Copy the listing below word for word, from its first line down to and including the line with "POLYGON ((30 76, 26".
** Begin **
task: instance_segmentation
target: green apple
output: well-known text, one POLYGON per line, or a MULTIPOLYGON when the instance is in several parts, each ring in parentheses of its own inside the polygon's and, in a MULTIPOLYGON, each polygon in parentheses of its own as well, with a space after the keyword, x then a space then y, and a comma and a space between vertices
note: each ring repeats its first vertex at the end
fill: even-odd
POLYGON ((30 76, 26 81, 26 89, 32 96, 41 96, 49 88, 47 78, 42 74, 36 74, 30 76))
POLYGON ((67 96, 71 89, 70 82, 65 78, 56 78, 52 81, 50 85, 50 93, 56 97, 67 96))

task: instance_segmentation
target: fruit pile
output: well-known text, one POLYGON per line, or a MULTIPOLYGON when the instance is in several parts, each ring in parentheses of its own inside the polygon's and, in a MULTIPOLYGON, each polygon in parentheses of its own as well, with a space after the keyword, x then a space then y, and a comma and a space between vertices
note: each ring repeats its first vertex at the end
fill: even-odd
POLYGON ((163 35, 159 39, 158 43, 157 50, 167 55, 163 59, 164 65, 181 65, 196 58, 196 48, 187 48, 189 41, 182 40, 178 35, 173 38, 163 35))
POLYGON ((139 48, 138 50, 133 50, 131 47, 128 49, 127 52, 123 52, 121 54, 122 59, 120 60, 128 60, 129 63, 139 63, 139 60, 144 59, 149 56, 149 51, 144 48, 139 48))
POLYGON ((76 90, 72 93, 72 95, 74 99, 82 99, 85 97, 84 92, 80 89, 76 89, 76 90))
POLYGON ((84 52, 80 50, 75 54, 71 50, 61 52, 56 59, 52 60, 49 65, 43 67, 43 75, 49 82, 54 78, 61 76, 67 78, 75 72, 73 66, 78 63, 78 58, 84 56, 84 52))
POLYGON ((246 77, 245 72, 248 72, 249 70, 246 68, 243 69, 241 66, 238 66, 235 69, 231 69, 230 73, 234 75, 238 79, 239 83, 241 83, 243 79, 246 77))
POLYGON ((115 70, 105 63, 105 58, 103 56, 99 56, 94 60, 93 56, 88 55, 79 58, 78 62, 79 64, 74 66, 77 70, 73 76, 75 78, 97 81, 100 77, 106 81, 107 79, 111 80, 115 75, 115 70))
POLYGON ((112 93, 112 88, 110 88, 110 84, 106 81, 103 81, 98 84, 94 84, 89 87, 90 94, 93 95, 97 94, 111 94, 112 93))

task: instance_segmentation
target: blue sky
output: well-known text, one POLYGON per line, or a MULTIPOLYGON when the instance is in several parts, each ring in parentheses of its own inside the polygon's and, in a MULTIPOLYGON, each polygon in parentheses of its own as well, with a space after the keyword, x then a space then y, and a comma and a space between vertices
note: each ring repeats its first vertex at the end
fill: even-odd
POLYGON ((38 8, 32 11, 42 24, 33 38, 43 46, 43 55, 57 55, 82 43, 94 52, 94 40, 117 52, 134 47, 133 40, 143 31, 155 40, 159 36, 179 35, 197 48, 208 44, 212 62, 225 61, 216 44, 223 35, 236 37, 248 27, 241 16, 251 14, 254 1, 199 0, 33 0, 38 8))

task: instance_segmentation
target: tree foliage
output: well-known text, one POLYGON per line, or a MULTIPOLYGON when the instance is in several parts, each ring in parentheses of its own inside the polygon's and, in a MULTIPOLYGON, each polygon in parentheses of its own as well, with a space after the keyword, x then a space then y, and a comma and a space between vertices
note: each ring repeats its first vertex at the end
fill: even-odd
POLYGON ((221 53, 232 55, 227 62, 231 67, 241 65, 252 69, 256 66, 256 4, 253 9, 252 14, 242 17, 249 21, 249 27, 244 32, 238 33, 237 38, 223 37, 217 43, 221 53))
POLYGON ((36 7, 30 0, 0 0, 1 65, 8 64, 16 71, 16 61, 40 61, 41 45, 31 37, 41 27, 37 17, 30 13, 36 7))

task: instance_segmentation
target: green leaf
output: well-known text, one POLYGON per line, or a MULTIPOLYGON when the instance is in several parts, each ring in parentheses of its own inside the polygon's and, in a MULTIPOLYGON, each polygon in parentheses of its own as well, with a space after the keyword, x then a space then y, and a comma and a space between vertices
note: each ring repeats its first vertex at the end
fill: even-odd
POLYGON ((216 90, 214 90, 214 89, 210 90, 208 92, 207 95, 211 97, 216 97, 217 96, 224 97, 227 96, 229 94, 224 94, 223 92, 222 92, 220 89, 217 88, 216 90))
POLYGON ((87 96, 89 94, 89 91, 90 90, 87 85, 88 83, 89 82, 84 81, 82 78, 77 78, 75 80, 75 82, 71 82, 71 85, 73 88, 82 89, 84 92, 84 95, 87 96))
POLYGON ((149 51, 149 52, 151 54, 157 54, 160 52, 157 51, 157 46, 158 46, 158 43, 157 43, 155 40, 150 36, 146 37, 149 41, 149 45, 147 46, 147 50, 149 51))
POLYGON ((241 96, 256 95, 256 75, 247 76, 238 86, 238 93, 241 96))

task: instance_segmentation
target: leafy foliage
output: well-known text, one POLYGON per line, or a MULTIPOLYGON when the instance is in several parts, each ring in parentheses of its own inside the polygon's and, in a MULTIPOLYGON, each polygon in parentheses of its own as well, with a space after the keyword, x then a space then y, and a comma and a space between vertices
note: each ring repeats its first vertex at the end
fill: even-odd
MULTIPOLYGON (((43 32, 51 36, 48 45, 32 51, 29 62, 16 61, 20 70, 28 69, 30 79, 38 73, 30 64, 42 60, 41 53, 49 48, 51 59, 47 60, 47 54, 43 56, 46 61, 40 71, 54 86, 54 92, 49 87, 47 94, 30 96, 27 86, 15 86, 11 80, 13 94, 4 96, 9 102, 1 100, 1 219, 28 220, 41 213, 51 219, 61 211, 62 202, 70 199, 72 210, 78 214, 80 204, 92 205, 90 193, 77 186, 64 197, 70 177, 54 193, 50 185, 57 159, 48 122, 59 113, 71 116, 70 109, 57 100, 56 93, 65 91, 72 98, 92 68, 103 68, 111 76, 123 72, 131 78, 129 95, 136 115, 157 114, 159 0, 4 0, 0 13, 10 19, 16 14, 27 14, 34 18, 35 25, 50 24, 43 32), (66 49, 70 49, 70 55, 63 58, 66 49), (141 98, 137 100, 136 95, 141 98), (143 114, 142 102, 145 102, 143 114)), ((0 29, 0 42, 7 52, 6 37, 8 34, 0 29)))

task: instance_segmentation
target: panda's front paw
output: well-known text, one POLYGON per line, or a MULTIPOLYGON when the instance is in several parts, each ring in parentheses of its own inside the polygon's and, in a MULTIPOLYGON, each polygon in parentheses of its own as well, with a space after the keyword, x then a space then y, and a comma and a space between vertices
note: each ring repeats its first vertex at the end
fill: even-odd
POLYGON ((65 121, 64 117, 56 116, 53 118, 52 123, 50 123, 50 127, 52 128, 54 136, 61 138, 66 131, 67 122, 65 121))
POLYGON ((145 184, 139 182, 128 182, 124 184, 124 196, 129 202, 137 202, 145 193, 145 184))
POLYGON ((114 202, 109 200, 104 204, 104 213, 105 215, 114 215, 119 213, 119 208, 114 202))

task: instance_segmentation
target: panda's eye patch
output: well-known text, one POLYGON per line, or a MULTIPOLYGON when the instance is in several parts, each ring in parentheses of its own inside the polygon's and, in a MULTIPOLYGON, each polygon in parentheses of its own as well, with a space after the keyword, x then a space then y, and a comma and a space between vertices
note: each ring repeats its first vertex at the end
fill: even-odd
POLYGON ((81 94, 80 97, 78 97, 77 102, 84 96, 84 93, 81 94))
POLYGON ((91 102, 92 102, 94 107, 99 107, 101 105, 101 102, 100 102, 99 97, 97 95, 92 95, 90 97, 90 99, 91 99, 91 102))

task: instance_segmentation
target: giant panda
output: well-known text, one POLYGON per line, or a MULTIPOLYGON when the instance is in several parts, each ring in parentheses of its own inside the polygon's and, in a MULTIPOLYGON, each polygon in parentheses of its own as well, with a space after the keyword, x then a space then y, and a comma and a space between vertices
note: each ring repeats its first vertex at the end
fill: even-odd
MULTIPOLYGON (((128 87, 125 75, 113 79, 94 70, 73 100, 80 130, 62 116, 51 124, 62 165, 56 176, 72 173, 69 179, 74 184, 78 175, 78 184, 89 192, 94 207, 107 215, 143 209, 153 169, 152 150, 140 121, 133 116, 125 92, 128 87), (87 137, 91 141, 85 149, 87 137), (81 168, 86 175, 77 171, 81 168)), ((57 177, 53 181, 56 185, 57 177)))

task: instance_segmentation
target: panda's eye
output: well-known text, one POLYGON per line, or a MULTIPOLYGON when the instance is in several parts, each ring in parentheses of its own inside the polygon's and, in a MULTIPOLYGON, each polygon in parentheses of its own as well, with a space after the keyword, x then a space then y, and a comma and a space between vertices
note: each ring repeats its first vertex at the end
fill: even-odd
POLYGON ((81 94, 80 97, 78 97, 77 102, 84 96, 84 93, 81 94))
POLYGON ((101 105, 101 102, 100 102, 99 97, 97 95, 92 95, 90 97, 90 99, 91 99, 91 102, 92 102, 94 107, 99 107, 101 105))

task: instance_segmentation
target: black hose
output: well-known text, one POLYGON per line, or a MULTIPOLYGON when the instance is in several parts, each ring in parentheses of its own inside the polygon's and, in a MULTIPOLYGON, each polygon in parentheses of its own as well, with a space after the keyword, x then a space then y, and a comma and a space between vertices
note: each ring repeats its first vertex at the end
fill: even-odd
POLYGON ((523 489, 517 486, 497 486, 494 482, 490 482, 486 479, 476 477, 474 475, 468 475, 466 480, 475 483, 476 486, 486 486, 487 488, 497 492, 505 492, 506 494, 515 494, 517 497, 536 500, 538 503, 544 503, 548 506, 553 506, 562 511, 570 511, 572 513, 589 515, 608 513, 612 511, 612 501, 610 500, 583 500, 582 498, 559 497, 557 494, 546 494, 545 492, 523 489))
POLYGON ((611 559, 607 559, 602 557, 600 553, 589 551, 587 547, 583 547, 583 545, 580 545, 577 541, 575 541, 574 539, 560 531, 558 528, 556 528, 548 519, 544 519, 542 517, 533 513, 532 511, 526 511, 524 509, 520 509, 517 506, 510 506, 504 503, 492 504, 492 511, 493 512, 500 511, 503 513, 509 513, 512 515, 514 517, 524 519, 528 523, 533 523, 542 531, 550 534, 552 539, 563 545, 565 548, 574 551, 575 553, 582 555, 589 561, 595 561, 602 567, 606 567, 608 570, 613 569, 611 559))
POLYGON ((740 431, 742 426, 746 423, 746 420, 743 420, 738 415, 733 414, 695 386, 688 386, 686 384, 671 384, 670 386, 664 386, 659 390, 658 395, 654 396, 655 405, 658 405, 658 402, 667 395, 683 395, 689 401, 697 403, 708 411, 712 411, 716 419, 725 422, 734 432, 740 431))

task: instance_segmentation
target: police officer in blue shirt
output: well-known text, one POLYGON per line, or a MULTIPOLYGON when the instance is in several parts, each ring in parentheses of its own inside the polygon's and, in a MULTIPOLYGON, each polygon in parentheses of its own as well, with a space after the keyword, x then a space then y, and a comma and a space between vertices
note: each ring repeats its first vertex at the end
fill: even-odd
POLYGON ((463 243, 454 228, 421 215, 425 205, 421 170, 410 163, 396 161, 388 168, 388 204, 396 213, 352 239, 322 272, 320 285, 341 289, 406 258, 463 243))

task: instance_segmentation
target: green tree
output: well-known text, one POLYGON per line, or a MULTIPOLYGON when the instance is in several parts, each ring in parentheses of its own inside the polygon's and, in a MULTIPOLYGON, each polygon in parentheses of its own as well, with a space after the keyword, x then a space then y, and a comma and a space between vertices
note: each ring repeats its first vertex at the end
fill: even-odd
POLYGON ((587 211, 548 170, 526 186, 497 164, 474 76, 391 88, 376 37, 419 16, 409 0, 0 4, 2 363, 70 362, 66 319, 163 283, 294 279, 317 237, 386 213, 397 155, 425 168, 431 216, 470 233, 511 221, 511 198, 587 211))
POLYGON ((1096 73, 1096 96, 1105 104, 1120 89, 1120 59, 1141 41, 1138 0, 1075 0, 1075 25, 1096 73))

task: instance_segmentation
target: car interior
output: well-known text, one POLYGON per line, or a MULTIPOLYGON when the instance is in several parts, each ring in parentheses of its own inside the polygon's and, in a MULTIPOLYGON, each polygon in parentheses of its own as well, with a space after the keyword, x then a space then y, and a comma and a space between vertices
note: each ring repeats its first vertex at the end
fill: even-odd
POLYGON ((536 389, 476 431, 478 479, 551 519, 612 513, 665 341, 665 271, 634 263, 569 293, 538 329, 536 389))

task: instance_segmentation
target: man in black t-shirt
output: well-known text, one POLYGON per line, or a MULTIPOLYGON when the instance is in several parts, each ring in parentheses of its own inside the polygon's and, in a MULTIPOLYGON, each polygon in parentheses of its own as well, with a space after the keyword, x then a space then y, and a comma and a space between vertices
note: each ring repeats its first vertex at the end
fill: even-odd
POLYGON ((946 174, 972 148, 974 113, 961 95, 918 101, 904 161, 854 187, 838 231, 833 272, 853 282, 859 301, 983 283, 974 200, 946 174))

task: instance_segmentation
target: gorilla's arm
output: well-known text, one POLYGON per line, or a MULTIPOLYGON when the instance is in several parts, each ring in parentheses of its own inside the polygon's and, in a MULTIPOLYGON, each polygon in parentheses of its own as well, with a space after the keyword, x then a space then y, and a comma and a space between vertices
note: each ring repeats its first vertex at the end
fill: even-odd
** End **
▶ **Exercise answer**:
task: instance_segmentation
target: green apple
output: well-known text, one POLYGON per line, or a MULTIPOLYGON when the instance is in several parts, each ring in parentheses of its own inside the polygon's and, in a MULTIPOLYGON, each polygon in parentheses of its own as well, with a space after the keyword, x then a space then y, and a comma and a space between vertices
note: each ring repeats its first vertex at the end
fill: even-odd
POLYGON ((30 76, 26 81, 26 89, 32 96, 41 96, 49 88, 47 78, 42 74, 36 74, 30 76))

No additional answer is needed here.